* Begin INPUT RECORDS *

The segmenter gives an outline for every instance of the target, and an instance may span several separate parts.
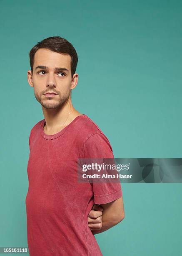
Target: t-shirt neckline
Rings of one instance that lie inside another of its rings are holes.
[[[80,119],[80,118],[85,118],[86,117],[88,117],[85,114],[82,114],[82,115],[78,115],[77,116],[75,117],[75,118],[74,119],[73,119],[73,120],[72,121],[71,123],[70,123],[68,125],[67,125],[65,127],[63,128],[63,129],[62,129],[61,131],[60,131],[58,132],[58,133],[55,133],[55,134],[52,134],[51,135],[48,135],[47,134],[45,134],[44,132],[44,126],[45,123],[45,119],[44,119],[42,120],[41,125],[40,125],[40,134],[42,135],[42,136],[44,139],[45,139],[46,140],[52,140],[54,139],[55,139],[57,138],[58,137],[59,137],[62,134],[63,134],[63,133],[64,133],[68,129],[68,128],[70,127],[70,126],[71,126],[72,125],[72,124],[74,123],[76,121],[77,121],[78,119]]]

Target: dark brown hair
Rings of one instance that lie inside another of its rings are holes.
[[[33,67],[34,55],[37,51],[40,48],[46,48],[52,51],[59,53],[67,54],[71,56],[71,71],[72,77],[76,72],[78,56],[72,45],[64,38],[60,36],[47,37],[39,42],[30,50],[29,53],[30,64],[32,74],[33,74]]]

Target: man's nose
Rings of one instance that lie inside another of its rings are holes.
[[[55,79],[54,74],[49,74],[47,77],[46,87],[56,87],[56,83]]]

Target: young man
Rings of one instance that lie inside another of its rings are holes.
[[[31,50],[30,57],[28,81],[45,118],[29,138],[30,255],[102,255],[94,235],[123,219],[121,184],[79,183],[77,163],[79,158],[112,158],[112,148],[98,126],[73,106],[71,93],[78,75],[72,44],[59,36],[48,38]]]

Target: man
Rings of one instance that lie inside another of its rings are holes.
[[[77,164],[79,158],[113,158],[112,148],[98,126],[73,106],[71,91],[78,75],[72,44],[59,36],[48,38],[33,47],[30,57],[28,81],[45,118],[29,138],[30,256],[102,255],[94,235],[123,219],[121,185],[79,183]]]

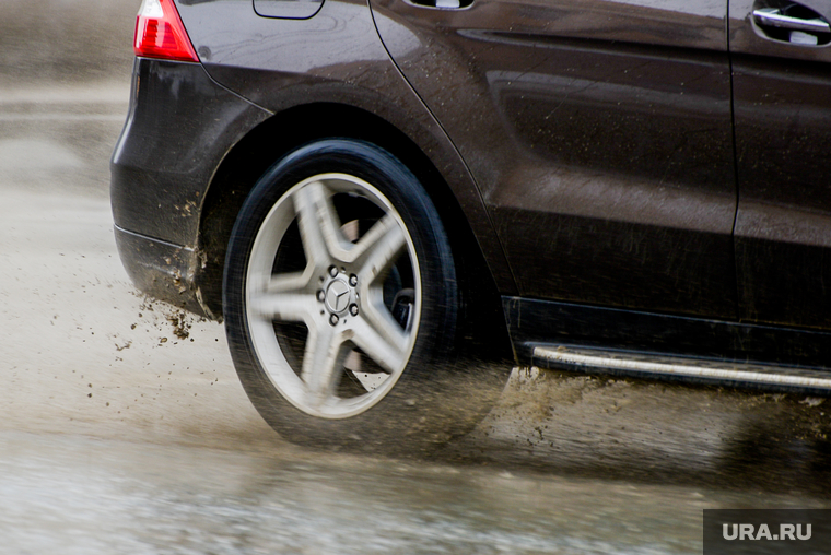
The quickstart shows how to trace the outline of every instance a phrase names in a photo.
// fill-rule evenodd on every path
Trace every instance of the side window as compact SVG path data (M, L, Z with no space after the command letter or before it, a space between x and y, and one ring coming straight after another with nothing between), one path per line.
M323 4L324 0L254 0L254 11L262 17L306 20Z

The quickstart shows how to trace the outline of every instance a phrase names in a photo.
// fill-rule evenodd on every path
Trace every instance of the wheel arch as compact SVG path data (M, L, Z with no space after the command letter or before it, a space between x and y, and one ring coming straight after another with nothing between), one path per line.
M419 178L438 211L454 257L460 261L457 273L465 281L460 287L465 292L461 299L463 307L466 307L465 320L493 322L492 326L478 327L482 329L463 329L460 332L467 340L476 342L476 350L491 351L494 347L491 356L510 356L493 269L485 261L466 211L447 179L424 149L407 133L375 114L349 105L315 103L278 113L248 132L224 157L211 180L200 213L198 253L201 268L196 285L201 303L213 315L222 315L222 274L231 231L244 200L260 176L291 150L330 137L363 140L382 146ZM470 210L476 209L468 206L468 212ZM504 273L506 269L498 271Z

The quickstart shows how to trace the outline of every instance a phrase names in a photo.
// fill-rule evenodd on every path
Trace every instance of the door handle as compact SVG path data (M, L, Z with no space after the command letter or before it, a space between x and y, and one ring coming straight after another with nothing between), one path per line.
M779 27L804 33L831 33L831 26L822 17L793 17L784 15L779 8L760 8L753 10L753 21L757 25Z

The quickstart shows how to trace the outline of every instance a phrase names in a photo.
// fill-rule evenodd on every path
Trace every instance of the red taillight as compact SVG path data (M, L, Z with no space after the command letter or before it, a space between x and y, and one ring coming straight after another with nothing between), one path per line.
M199 61L173 0L143 0L136 17L136 56Z

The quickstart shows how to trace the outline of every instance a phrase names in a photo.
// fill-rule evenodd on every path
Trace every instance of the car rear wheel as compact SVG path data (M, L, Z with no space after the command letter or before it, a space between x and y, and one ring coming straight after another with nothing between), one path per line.
M456 356L456 284L438 213L403 164L361 141L303 146L260 178L229 245L243 386L295 442L441 445L484 408Z

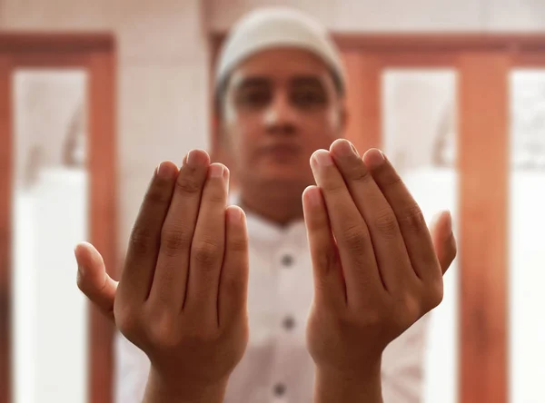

* End INPUT RECORDS *

== TASK DIRECTIONS ==
Reproduce the stretch of the listing from the line containing "Target: dark brown hair" through the line containing "[[[55,79],[54,74],[49,74],[47,77],[46,87],[56,87],[56,83]]]", both included, and reproduce only those lines, requests and all. Scale every vertex coordinate in the answers by 1.6, rounding to whole numbers with halves rounded up.

== EXERCISE OUTPUT ==
Target: dark brown hair
Rings of one instance that lie inside another of its rings are holes.
[[[53,107],[54,88],[59,82],[64,77],[74,77],[83,82],[94,85],[107,86],[114,90],[114,114],[115,123],[122,115],[125,90],[115,72],[102,61],[96,58],[75,59],[62,67],[48,80],[46,85],[48,102],[51,118],[53,118]]]

Target: man's nose
Rings of one instance that lie inside another of its rings are holes.
[[[88,126],[86,118],[78,118],[75,123],[74,139],[90,139],[90,133]]]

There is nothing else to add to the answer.